I've been having problems with my family lately and I know that it comes from things that I'm going through in my relationship. My parents haven't changed - they are still the same over-involved parents that they have always been. If they had their way, they would continue to be super involved in my life, there would be no boundaries, and they would be the figures looming largest in my life.
I'm 29 years old, so that's probably not a healthy situation. I know that some people live geographically close to their parents and are really involved with their families in a healthy way, but that's not what it would be like for us. I see how they are with my sister, who lives in the same town. They are really involved with every part of her life, which she doesn't seem to mind. But I could never do that. I've resisted a bit in the past, but now I'm in a state of all-out rebellion because of my relationship. I'm directly challenging my parents because the most important person in my life - the person I go to when I need help or guidance and the one who is in charge of what I do - is now my Owner, not them.

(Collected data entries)

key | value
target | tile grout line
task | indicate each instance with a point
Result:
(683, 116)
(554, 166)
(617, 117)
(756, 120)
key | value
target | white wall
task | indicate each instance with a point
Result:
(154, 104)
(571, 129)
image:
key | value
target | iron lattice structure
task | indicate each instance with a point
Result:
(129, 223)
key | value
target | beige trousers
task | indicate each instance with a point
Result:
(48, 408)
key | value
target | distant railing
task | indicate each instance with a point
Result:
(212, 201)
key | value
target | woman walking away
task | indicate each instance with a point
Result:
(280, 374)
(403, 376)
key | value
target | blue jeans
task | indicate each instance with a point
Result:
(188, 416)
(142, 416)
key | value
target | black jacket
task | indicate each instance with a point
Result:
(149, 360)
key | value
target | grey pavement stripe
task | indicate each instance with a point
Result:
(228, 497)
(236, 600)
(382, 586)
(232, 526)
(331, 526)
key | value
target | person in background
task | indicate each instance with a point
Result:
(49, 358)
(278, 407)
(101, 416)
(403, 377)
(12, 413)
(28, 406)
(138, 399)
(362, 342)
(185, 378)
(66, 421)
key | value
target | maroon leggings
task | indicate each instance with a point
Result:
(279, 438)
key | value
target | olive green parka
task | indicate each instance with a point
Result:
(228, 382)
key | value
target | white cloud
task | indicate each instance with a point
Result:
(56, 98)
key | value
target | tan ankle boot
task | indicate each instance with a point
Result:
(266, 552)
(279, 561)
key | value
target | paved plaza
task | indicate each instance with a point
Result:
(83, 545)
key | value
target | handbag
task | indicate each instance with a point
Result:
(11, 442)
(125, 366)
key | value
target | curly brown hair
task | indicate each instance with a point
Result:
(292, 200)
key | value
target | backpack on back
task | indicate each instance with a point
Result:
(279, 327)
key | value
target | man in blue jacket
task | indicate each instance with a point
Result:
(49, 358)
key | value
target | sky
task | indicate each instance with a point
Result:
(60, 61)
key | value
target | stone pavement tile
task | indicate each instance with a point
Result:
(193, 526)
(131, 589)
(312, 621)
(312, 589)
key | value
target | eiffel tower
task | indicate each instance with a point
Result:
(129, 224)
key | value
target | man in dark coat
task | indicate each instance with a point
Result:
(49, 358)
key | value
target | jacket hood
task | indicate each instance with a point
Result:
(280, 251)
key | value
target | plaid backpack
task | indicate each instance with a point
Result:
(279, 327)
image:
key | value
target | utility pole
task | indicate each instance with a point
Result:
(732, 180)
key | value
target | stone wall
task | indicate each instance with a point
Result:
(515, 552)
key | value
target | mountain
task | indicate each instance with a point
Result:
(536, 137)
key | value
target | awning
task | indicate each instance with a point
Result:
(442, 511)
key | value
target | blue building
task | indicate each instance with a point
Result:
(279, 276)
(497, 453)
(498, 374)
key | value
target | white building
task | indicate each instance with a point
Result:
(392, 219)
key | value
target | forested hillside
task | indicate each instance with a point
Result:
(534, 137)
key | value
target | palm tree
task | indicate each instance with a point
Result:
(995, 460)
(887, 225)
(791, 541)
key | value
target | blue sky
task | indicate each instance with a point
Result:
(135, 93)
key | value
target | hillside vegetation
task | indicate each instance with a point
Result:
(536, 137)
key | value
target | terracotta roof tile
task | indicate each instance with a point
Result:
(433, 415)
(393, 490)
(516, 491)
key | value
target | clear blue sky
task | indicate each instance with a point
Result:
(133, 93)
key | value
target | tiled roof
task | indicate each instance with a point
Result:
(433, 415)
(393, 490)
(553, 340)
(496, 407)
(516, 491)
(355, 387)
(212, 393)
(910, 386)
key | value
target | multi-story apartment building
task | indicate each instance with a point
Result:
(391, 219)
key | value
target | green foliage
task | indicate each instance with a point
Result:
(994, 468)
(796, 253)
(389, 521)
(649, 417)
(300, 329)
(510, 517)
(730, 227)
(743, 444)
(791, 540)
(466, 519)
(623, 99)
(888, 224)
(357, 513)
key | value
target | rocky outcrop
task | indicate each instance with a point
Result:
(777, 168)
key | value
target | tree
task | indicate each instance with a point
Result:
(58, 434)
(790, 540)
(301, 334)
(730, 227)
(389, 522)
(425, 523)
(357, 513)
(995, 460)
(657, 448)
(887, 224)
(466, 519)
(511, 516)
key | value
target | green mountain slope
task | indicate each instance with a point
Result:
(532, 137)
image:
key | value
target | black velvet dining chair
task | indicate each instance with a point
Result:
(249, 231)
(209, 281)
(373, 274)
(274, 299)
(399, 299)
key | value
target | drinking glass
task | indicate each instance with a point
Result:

• PROBLEMS AND TASKS:
1) Using the passage about the writer's parents, decide whether each statement agrees with it: (a) the writer is 29 years old, (b) the writer's sister lives in a different town from the parents, (c) the writer's parents have changed recently. Answer yes or no for each, and quote the words from the passage that decide it.
2) List everything the passage about the writer's parents says would happen if the parents had their way.

• RESULTS FOR EACH TASK:
1)
(a) Yes: "I'm 29 years old"
(b) No: "my sister, who lives in the same town"
(c) No: "My parents haven't changed"

2)
- They would continue to be super involved in the writer's life.
- There would be no boundaries.
- They would be the figures looming largest in the writer's life.